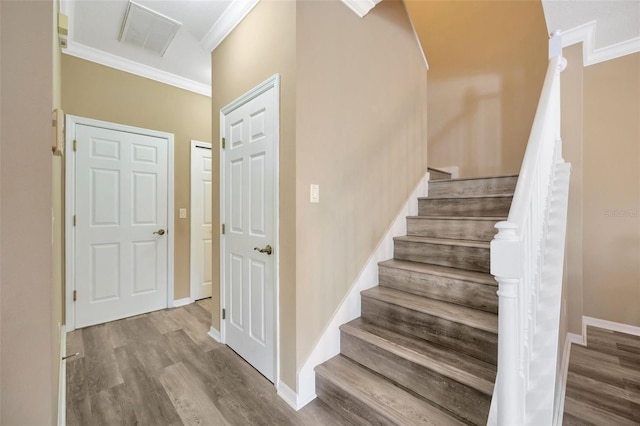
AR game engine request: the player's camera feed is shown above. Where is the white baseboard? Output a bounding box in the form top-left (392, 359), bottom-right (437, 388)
top-left (568, 332), bottom-right (584, 346)
top-left (276, 380), bottom-right (314, 411)
top-left (172, 297), bottom-right (191, 308)
top-left (58, 324), bottom-right (66, 426)
top-left (208, 327), bottom-right (221, 342)
top-left (582, 316), bottom-right (640, 345)
top-left (294, 172), bottom-right (430, 408)
top-left (553, 333), bottom-right (574, 425)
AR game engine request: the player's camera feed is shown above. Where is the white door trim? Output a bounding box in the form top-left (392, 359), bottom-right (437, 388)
top-left (65, 115), bottom-right (175, 331)
top-left (219, 73), bottom-right (280, 385)
top-left (190, 140), bottom-right (212, 302)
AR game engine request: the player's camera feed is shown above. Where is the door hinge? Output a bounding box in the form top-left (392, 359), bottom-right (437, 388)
top-left (73, 140), bottom-right (77, 152)
top-left (222, 308), bottom-right (226, 320)
top-left (73, 290), bottom-right (77, 302)
top-left (221, 224), bottom-right (225, 234)
top-left (73, 215), bottom-right (76, 226)
top-left (221, 137), bottom-right (226, 149)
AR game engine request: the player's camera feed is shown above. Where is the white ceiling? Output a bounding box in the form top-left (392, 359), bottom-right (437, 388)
top-left (61, 0), bottom-right (639, 96)
top-left (542, 0), bottom-right (640, 49)
top-left (61, 0), bottom-right (259, 96)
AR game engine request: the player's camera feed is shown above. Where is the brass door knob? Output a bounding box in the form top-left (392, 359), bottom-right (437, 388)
top-left (253, 245), bottom-right (273, 255)
top-left (153, 229), bottom-right (166, 236)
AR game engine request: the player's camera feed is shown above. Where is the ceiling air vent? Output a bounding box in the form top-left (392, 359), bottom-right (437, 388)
top-left (119, 1), bottom-right (182, 57)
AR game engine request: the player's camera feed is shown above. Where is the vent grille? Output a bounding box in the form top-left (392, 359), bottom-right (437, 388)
top-left (119, 1), bottom-right (181, 57)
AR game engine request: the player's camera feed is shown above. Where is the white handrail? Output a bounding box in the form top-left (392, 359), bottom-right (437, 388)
top-left (488, 31), bottom-right (571, 426)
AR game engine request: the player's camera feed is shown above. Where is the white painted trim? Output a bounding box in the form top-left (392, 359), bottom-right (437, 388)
top-left (553, 333), bottom-right (573, 426)
top-left (582, 316), bottom-right (640, 345)
top-left (190, 140), bottom-right (212, 303)
top-left (200, 0), bottom-right (259, 52)
top-left (208, 327), bottom-right (221, 342)
top-left (58, 325), bottom-right (66, 426)
top-left (172, 297), bottom-right (191, 308)
top-left (62, 42), bottom-right (211, 97)
top-left (568, 332), bottom-right (585, 346)
top-left (561, 20), bottom-right (640, 66)
top-left (65, 115), bottom-right (175, 331)
top-left (294, 172), bottom-right (431, 408)
top-left (219, 74), bottom-right (281, 384)
top-left (277, 380), bottom-right (312, 411)
top-left (340, 0), bottom-right (382, 18)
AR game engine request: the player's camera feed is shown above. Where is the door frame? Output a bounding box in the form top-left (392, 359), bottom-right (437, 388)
top-left (190, 139), bottom-right (212, 302)
top-left (219, 74), bottom-right (281, 383)
top-left (65, 115), bottom-right (175, 331)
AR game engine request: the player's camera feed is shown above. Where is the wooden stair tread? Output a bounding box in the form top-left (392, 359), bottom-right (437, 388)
top-left (407, 215), bottom-right (506, 221)
top-left (564, 395), bottom-right (639, 426)
top-left (316, 355), bottom-right (465, 426)
top-left (379, 259), bottom-right (496, 286)
top-left (361, 286), bottom-right (498, 334)
top-left (419, 194), bottom-right (514, 200)
top-left (428, 174), bottom-right (518, 184)
top-left (394, 235), bottom-right (490, 249)
top-left (342, 318), bottom-right (496, 395)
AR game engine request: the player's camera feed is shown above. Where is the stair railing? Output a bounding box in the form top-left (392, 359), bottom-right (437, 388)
top-left (488, 31), bottom-right (571, 425)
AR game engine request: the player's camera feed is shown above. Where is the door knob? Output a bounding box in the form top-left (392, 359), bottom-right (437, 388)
top-left (153, 229), bottom-right (166, 236)
top-left (253, 245), bottom-right (272, 255)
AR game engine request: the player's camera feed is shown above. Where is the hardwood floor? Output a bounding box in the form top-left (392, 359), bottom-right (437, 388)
top-left (66, 300), bottom-right (351, 425)
top-left (563, 326), bottom-right (640, 425)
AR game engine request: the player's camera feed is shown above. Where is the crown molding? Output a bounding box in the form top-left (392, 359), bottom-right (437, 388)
top-left (340, 0), bottom-right (382, 18)
top-left (562, 20), bottom-right (640, 66)
top-left (200, 0), bottom-right (260, 52)
top-left (63, 42), bottom-right (211, 97)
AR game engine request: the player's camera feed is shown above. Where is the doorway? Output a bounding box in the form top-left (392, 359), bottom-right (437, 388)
top-left (220, 75), bottom-right (280, 382)
top-left (190, 140), bottom-right (213, 302)
top-left (65, 116), bottom-right (175, 330)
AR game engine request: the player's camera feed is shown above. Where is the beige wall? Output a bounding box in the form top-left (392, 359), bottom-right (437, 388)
top-left (561, 48), bottom-right (640, 332)
top-left (582, 52), bottom-right (640, 326)
top-left (52, 0), bottom-right (63, 422)
top-left (62, 55), bottom-right (211, 301)
top-left (1, 0), bottom-right (56, 423)
top-left (296, 0), bottom-right (428, 366)
top-left (561, 44), bottom-right (585, 335)
top-left (211, 0), bottom-right (297, 387)
top-left (406, 0), bottom-right (548, 178)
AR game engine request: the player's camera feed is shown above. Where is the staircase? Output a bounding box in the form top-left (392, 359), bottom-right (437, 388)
top-left (315, 174), bottom-right (518, 425)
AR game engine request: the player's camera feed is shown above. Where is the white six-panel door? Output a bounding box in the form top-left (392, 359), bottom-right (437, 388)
top-left (222, 76), bottom-right (279, 382)
top-left (74, 124), bottom-right (169, 328)
top-left (190, 141), bottom-right (213, 301)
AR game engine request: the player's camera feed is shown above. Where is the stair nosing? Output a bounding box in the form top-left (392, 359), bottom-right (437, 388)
top-left (378, 259), bottom-right (497, 286)
top-left (419, 194), bottom-right (514, 200)
top-left (428, 174), bottom-right (518, 183)
top-left (394, 235), bottom-right (490, 249)
top-left (316, 355), bottom-right (464, 425)
top-left (361, 286), bottom-right (498, 334)
top-left (407, 215), bottom-right (507, 221)
top-left (341, 319), bottom-right (495, 395)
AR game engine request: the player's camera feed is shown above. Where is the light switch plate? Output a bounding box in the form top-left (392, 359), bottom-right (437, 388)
top-left (310, 184), bottom-right (320, 203)
top-left (179, 208), bottom-right (187, 219)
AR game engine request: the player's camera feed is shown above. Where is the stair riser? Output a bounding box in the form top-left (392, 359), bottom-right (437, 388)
top-left (378, 265), bottom-right (498, 313)
top-left (341, 332), bottom-right (491, 425)
top-left (418, 197), bottom-right (512, 217)
top-left (407, 218), bottom-right (499, 241)
top-left (428, 169), bottom-right (452, 181)
top-left (361, 296), bottom-right (497, 365)
top-left (316, 375), bottom-right (396, 426)
top-left (394, 240), bottom-right (489, 273)
top-left (428, 177), bottom-right (517, 198)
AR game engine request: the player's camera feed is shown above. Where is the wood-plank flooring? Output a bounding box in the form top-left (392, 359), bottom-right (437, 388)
top-left (66, 299), bottom-right (351, 426)
top-left (563, 326), bottom-right (640, 425)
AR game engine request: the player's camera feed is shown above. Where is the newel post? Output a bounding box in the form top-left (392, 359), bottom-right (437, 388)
top-left (491, 221), bottom-right (523, 425)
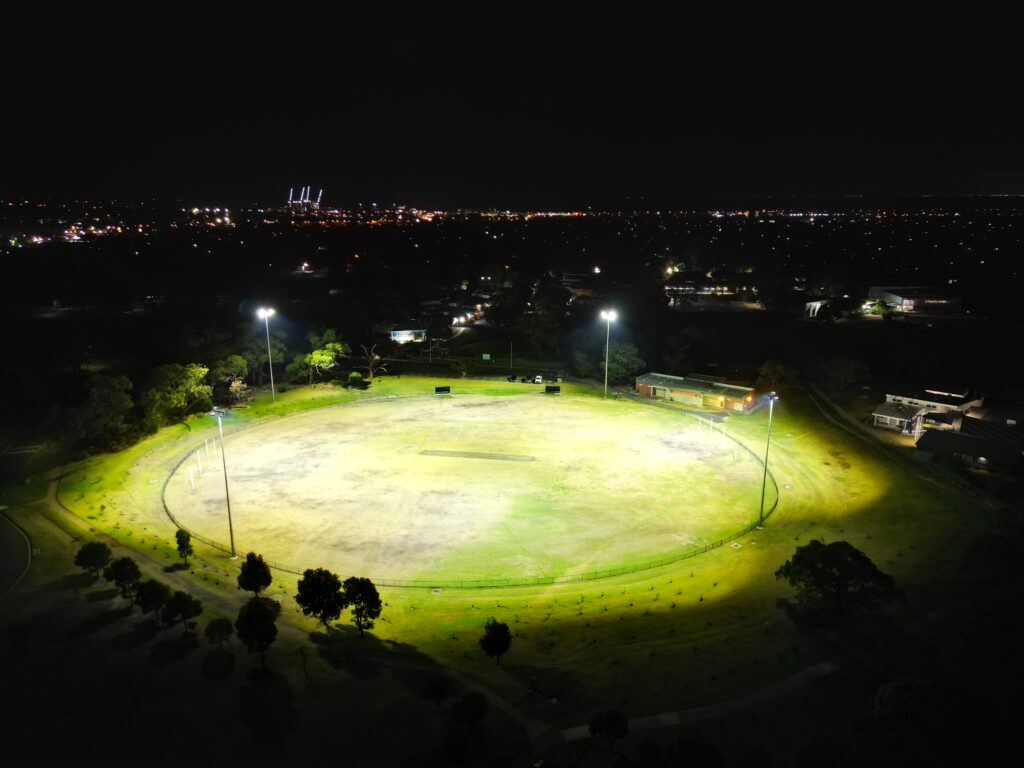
☆ ☆ ☆ ☆ ☆ ☆ ☆
=== Problem details ===
The lines from the one holding "is the light" through the end of the entries are to be transcribed exactly, both ends included, with the pictures left out.

=== Answer for the task ===
AR game engine request: the player's camera feed is shown above. Where is the light switch plate? Output a bounding box in the form top-left (392, 359), bottom-right (437, 388)
top-left (310, 184), bottom-right (320, 203)
top-left (179, 208), bottom-right (187, 219)
AR game engine request: the player's camera feed is shown above. Where is the stair riser? Output a bounding box in the form top-left (392, 359), bottom-right (437, 388)
top-left (378, 265), bottom-right (498, 313)
top-left (341, 332), bottom-right (491, 425)
top-left (418, 197), bottom-right (512, 217)
top-left (407, 218), bottom-right (499, 241)
top-left (428, 169), bottom-right (452, 181)
top-left (361, 296), bottom-right (497, 365)
top-left (316, 375), bottom-right (396, 426)
top-left (394, 240), bottom-right (489, 273)
top-left (428, 177), bottom-right (517, 198)
AR game engine request: the player's camera feed is shown above. Where is the wood-plank flooring? Output a bounding box in the form top-left (392, 359), bottom-right (437, 388)
top-left (66, 299), bottom-right (351, 426)
top-left (563, 326), bottom-right (640, 425)
AR game engine request: the player's camera feed is shown above. Where is the newel post? Output a bounding box in the form top-left (392, 359), bottom-right (437, 388)
top-left (491, 221), bottom-right (523, 425)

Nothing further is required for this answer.